British Standards has the following classifications covering the varying degrees of potential health risks to equipment users.
Class1 - The lowest level of risk, where the output laser power is below the level to cause eye damage, and this includes direct intrabeam viewing or if using optical viewing.
Class 1C - These are for products for use directly with skin contact or other tissues (with the exception of eye contact), eg. hair removal equipment. Any potential eye damage is prevented by engineering means.
Class 1M - These products produce laser beams with large diameters, where only a small part of the whole beam can enter the eye. Safe for use by the naked eye, but can be harmful if viewed using a magnifying optical instrument.
Class 2 - These have a limited output power of 1mW (milliwatt), with the beam wavelength of between 400 and 700nm. Eye damage is usually prevented by blinking or averting the eye from exposure. Products in this category include some commercial laser or barcode scanners.
Class 2M - These are products with a large diameter beam in the wavelength pf between 400 to 700nm. Again, the whole laser beam would not enter the eye, although magnifying optical instruments greatly increase the risk of damage to the eye.
Class 3R - Higher powered devices, with a maximum power of 5MW, which can cause eye injuries by direct viewing, although this is unlikely to be extensive for short term exposure. Examples of products include laser pointers and some measuring/alignment instruments.
Class 3B - Laser powered products with output power of up to 500mW. Eye injuries can be caused by direct viewing of the beam, or from reflections. The level of eye damage is dependent on the level of radiant power, and the exposure time. Other risks include injuries to skin, or as a source of ignition of flammable materials. Examples of Class 3B products include medical and physiotherapy equipment.
Class 4 - Lasers with an output exceeding 500mW. These can cause severe injury to both skin and eyes from direct exposure or reflections, electrocution from high voltages, chemical exposure from laser dyes or gases, and can represent a fire hazard. These include laser surgery, military, industrial, scientific research and laser cutting equipment.

# Problem 1
Answer these questions from the laser classification text above:
(a) What output power limit does Class 2 have?
(b) Which class covers products used directly on skin, such as hair removal equipment?
(c) What output power do Class 4 lasers exceed?
# Problem 2
Reproduce word for word the stretch of the laser classification text from "Class 1M - These" through "to the eye.".

# Recorded data
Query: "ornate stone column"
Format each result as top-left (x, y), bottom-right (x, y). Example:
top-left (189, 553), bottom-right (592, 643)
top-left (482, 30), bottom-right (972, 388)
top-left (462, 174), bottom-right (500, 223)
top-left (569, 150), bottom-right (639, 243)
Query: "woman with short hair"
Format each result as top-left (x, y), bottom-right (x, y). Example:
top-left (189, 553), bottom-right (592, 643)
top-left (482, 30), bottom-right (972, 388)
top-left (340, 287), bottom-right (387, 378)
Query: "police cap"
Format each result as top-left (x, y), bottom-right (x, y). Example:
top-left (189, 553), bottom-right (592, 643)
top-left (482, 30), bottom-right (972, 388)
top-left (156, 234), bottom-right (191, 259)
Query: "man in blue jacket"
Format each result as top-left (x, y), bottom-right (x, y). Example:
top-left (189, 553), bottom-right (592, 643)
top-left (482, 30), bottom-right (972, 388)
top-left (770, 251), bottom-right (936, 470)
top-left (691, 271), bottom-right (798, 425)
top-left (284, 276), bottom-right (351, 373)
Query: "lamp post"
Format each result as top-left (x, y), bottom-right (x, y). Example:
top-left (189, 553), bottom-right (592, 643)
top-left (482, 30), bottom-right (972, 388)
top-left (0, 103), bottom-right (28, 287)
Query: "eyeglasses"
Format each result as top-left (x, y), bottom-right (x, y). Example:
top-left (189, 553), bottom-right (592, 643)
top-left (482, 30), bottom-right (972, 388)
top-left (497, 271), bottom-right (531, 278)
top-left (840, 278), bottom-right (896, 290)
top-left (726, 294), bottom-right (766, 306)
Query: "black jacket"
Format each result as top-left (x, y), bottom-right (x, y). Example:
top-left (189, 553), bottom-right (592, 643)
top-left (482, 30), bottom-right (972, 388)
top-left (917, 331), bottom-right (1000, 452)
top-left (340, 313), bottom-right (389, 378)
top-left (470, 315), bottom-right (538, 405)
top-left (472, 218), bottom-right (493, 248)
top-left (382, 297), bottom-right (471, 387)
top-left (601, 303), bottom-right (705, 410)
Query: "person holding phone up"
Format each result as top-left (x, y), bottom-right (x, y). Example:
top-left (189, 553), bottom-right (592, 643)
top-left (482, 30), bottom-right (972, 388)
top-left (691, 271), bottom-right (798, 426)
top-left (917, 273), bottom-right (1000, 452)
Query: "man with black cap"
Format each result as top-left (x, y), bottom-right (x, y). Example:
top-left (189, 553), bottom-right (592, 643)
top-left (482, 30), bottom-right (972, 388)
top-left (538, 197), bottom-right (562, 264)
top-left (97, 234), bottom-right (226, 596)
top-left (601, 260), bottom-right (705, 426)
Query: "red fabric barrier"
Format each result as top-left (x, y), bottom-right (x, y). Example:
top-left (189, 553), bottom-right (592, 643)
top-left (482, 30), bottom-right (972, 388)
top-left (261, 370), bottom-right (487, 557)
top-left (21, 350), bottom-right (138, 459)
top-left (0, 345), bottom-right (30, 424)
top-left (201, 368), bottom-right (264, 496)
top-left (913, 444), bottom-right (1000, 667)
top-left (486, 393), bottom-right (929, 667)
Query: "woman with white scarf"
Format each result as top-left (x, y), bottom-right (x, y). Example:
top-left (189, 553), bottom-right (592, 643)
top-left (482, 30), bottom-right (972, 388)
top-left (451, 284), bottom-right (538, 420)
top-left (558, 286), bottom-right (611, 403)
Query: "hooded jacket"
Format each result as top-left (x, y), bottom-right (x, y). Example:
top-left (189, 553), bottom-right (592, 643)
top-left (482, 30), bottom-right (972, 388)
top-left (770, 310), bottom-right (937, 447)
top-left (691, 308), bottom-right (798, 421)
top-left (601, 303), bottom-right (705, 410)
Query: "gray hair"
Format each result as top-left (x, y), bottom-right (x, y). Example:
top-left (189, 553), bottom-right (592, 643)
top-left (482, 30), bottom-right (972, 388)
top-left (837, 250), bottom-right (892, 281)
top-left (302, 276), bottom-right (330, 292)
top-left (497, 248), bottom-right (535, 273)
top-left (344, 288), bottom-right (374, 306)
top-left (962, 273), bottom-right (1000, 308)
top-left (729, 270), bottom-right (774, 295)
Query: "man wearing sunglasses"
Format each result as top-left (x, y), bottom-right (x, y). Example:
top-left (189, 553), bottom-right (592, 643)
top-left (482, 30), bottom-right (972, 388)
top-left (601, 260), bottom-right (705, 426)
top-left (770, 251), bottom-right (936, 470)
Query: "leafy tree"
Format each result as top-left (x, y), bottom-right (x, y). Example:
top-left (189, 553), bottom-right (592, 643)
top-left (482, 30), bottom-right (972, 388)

# Exercise solution 1
(a) 1mW (milliwatt)
(b) Class 1C
(c) 500mW

# Exercise solution 2
Class 1M - These products produce laser beams with large diameters, where only a small part of the whole beam can enter the eye. Safe for use by the naked eye, but can be harmful if viewed using a magnifying optical instrument.
Class 2 - These have a limited output power of 1mW (milliwatt), with the beam wavelength of between 400 and 700nm. Eye damage is usually prevented by blinking or averting the eye from exposure. Products in this category include some commercial laser or barcode scanners.
Class 2M - These are products with a large diameter beam in the wavelength pf between 400 to 700nm. Again, the whole laser beam would not enter the eye, although magnifying optical instruments greatly increase the risk of damage to the eye.